» **Given request 1**:
Could you write out the malloc(0) thread again from "apriori · Accepted" up to and including "behavior is undefined.", replacing "null pointer" with "NULL pointer"?

If `malloc(0)` returns a non-null pointer, can I pass that to `free`?

Question

I've been reading over discussions of how malloc behaves when you request a zero sized block.

I understand that the behavior of malloc(0) is implementation-defined, and it is supposed to either return a null pointer, or a non-null pointer that I am nonetheless not supposed to access. (Which makes sense, since there's no guarantee that it points to any usable memory.)

However, if a get such a nonaccessable non-null pointer, am I allowed to pass it to free in the usual way? Or is that illegal, since the pointer I get from malloc(0) may not point to an actual allocated block of memory?

Concretely, does the following code have well-defined behavior:

#include <stdio.h>
#include <stdlib.h>

int main() {
    int* x = (int*) malloc(0);
    if (x == NULL) {
        printf("Got NULL\n");
        return 0;
    } else {
        printf("Got nonnull %p\n", x);
    }
    free(x); // is calling `free` here okay?
}

Wrong format specifier in printf though, cast to unsigned long if you want to use `lx` — M.M, Jun 02 '17 at 14:27
"If size is 0, then malloc() returns either NULL, or a unique pointer value that can later be successfully passed to free().", https://linux.die.net/man/3/malloc, RTFM :p. — Stargateur, Jun 02 '17 at 14:27
yeah I'm on OS X and their man pages often aren't as good as those on Linux. — pnkfelix, Jun 02 '17 at 14:29
You are also guaranteed to be able to pass `NULL` to `free()`. Whatever `malloc()` returns can be safely `free()`d (once). — rici, Jun 02 '17 at 14:32
@M.M, no don't cast pointers, at all. In code like this use `void*` instead of `int*`, don't cast the result of `malloc` anyhow, and use the `%p` specifier to print pointers. — Jens Gustedt, Jun 02 '17 at 14:40
@JensGustedt `%p` format is not defined whether it's hex, decimal, what the formatting is... there are reasons to convert pointers to integers for printing, to control the output format — M.M, Jun 02 '17 at 14:43
@M.M, and there are good reasons that this is implementation defined, pointers are not always expressible as simple numbers. Those platforms where they are and that I know of, they use hex representation. Do you know of any other? — Jens Gustedt, Jun 02 '17 at 17:06
The bigger problem is that casting a pointer to `unsigned long` will truncate it on LLP64 platforms like MSVC++. If you have to cast a pointer to an integer, cast it to `uintptr_t`. — dan04, Jun 02 '17 at 23:43
[don't cast the result of `malloc` in C](http://stackoverflow.com/q/605845/995714), and [use `%p` to print pointers](https://stackoverflow.com/q/9053658/995714). @M.M if you want to control the format, at least cast to [`uintptr_t`](https://stackoverflow.com/q/1845482/995714) and print with [`PRI?PTR`](https://stackoverflow.com/q/5795978/995714) — phuclv, Jun 03 '17 at 05:34
somewhat ironically, my original version of the question did cast to ... well, to `intptr_t` (not `uintptr_t`), but my heart was in the right place... — pnkfelix, Jun 08 '17 at 20:39

apriori · Accepted Answer · 2017-06-02T15:33:00.003

The C99 standard (actually WG14/N1124. Committee Draft -- May 6, 2005. ISO/IEC 9899:TC2) says about malloc():

The pointer returned points to the start (lowest byte address) of the allocated space. If the space cannot be allocated, a null pointer is returned. If the size of the space requested is zero, the behavior is implementation defined: either a null pointer is returned, or the behavior is as if the size were some nonzero value, except that the returned pointer shall not be used to access an object

and about free():

Otherwise, if the argument does not match a pointer earlier returned by the calloc, malloc, or realloc function, or if the space has been deallocated by a call to free or realloc, the behavior is undefined.

» **Supplied information**:
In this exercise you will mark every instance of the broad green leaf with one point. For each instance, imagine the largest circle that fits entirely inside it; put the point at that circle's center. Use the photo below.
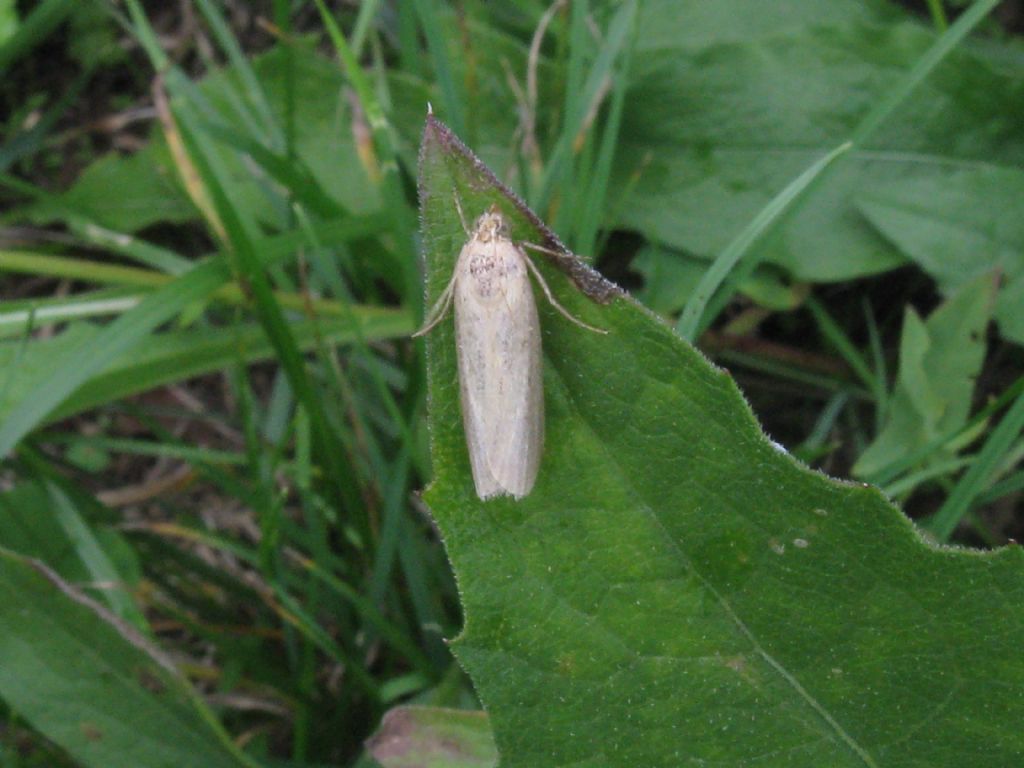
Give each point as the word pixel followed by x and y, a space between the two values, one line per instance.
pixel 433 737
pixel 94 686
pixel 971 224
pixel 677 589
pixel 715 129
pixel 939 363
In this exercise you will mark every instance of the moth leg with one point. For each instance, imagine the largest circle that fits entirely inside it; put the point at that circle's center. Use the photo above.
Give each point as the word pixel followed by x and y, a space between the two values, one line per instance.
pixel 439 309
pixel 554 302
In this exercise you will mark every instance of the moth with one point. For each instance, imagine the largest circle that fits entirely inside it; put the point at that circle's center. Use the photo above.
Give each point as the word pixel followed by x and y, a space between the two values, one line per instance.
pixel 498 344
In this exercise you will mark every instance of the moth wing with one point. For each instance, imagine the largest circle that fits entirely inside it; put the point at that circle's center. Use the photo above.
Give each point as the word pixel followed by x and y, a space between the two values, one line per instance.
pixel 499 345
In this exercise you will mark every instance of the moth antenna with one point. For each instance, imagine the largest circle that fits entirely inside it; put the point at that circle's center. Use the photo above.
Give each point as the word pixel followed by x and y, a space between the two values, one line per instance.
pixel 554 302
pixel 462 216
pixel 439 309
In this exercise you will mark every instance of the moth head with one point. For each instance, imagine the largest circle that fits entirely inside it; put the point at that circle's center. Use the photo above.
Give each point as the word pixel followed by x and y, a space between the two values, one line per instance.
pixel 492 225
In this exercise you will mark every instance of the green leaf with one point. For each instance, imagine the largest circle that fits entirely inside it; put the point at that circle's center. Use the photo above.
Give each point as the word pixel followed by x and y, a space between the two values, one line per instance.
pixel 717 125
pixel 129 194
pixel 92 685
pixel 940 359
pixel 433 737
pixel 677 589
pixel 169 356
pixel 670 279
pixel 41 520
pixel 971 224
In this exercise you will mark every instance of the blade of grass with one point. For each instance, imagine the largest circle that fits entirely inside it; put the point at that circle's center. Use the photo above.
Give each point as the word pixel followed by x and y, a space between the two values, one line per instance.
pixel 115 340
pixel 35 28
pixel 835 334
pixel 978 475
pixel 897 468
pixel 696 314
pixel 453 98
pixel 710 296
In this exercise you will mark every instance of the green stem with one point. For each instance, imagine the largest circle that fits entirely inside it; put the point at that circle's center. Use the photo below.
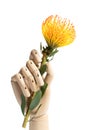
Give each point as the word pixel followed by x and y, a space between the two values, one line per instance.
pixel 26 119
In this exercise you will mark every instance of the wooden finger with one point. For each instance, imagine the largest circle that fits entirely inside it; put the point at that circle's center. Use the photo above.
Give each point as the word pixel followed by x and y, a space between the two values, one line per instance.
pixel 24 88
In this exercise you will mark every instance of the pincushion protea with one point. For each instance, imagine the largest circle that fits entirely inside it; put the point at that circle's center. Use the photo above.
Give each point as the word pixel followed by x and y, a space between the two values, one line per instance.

» **Given request 2**:
Can you copy the lines of the records exactly, from the line with "In this exercise you will mark every instance of the blade" up to and including the line with "pixel 24 88", leaving out the pictures?

» **Result 1**:
apriori · Accepted Answer · 2017-06-02T15:33:00.003

The C99 standard (actually WG14/N1124. Committee Draft -- May 6, 2005. ISO/IEC 9899:TC2) says about malloc():

The pointer returned points to the start (lowest byte address) of the allocated space. If the space cannot be allocated, a NULL pointer is returned. If the size of the space requested is zero, the behavior is implementation defined: either a NULL pointer is returned, or the behavior is as if the size were some nonzero value, except that the returned pointer shall not be used to access an object

and about free():

Otherwise, if the argument does not match a pointer earlier returned by the calloc, malloc, or realloc function, or if the space has been deallocated by a call to free or realloc, the behavior is undefined.

» **Result 2**:
In this exercise you will mark every instance of the blade of grass with one point. For each instance, imagine the largest circle that fits entirely inside it; put the point at that circle's center. Use the photo above.
Give each point as the word pixel followed by x and y, a space between the two values, one line per instance.
pixel 115 340
pixel 35 28
pixel 835 334
pixel 978 475
pixel 897 468
pixel 696 314
pixel 453 98
pixel 710 296
In this exercise you will mark every instance of the green stem with one point. For each instance, imagine the largest circle that fits entirely inside it; put the point at that circle's center. Use the photo below.
Give each point as the word pixel followed by x and y, a space between the two values, one line per instance.
pixel 26 119
In this exercise you will mark every instance of the wooden finger with one point. For each instance, imagine the largest circle that fits entirely inside it; put the point at that circle's center. Use the photo above.
Give each point as the word pixel followed by x and y, a space between the two values, one line per instance.
pixel 24 88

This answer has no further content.